Duplicate the Tekelec text from "In early May" up to and including "of Tekelec stock.".

§ Text block
BEGIN

In 2008, Tekelec's number portability solution was deployed in carriers serving 750 million subscribers, out of more than two billion global subscribers who had number porting capability and as of March 2009, Tekelec had 79 number portability customers in 28 countries, and most recently announced delivery of number portability solutions to T-Mobile Germany.

On February 5, 2008, Tekelec acquired substantially all of the assets of Estacado Systems, LLC, a software development company led by a team that has been instrumental in the creation of Session Initiation Protocol (SIP) and a number of its advanced features.

December 17, 2008: Tekelec acquired mBalance, a Netherlands-based developer of mobile messaging solutions, for US$38 million. In May 2011, about 65% of staff were laid off and over the following year most of the remainder departed, being replaced by contractors; the company has since been resold.

In early May 2010, Tekelec acquired the company Camiant and the subscriber data management (SDM) company Blueslice Networks. Frank Plastine was Tekelec's CEO at the time.

===Shareholder class action lawsuit===
On January 6, 2011 a securities fraud class action lawsuit was filed on behalf of Tekelec investors. The lawsuit alleges that Tekelec misled the investing public about its business dealings in emerging markets (namely India), thereby inflating the price of TKLC stock. The lawsuit claims that these misleading statements made by Tekelec amount to a violation of US securities laws, and caused significant financial losses to holders of Tekelec stock.

END

§ Supplied records
BEGIN

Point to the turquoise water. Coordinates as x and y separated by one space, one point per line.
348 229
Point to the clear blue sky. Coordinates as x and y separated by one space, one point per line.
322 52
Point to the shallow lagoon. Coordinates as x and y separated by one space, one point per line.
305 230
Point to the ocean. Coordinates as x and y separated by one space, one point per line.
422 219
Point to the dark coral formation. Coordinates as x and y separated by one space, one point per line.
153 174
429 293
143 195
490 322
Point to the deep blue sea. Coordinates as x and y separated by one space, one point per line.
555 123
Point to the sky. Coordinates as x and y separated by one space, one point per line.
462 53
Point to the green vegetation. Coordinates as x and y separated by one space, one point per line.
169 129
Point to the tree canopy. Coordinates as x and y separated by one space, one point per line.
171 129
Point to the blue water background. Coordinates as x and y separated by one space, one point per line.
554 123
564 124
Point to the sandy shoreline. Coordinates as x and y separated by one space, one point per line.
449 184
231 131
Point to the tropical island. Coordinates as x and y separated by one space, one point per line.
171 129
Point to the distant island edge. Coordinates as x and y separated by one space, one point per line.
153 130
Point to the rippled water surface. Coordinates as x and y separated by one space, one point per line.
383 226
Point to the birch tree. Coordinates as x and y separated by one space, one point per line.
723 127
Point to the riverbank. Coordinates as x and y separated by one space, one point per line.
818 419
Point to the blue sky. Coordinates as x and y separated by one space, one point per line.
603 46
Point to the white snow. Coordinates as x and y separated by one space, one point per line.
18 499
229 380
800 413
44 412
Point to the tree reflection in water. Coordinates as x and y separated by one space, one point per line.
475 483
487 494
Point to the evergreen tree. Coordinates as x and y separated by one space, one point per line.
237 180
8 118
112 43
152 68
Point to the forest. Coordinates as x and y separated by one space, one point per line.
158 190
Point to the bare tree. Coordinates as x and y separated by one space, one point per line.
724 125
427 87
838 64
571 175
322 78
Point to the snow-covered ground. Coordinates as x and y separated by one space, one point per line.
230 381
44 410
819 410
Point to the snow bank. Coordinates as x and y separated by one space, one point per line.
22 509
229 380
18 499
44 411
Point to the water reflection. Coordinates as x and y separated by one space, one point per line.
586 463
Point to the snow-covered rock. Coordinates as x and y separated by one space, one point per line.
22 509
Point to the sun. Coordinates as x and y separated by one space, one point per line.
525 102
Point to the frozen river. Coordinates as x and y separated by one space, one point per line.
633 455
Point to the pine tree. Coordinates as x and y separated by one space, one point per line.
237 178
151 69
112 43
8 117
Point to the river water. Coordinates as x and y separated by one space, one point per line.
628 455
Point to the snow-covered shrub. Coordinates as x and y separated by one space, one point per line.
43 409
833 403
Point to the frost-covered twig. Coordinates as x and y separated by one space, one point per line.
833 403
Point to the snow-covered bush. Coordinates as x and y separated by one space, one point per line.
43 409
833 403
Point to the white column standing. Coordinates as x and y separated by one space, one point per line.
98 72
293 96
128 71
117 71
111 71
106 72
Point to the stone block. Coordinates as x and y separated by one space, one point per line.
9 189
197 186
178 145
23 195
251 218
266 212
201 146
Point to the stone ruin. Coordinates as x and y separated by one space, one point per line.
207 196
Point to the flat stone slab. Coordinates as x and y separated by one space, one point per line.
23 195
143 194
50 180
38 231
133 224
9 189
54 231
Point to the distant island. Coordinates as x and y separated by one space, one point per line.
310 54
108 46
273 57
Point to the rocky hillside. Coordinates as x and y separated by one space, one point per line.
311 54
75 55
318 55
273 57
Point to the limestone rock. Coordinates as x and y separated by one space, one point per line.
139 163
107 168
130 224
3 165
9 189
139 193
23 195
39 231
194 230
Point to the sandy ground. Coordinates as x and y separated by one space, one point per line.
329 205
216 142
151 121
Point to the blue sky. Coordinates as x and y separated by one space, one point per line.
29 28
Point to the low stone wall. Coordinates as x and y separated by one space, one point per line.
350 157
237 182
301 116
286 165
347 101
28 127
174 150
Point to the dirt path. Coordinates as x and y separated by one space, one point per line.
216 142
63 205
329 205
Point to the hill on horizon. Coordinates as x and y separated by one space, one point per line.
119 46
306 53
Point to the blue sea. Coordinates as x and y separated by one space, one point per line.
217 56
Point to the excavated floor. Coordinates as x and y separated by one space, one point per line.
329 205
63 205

END

§ Response box
In early May 2010, Tekelec acquired the company Camiant and the subscriber data management (SDM) company Blueslice Networks. Frank Plastine was Tekelec's CEO at the time.

===Shareholder class action lawsuit===
On January 6, 2011 a securities fraud class action lawsuit was filed on behalf of Tekelec investors. The lawsuit alleges that Tekelec misled the investing public about its business dealings in emerging markets (namely India), thereby inflating the price of TKLC stock. The lawsuit claims that these misleading statements made by Tekelec amount to a violation of US securities laws, and caused significant financial losses to holders of Tekelec stock.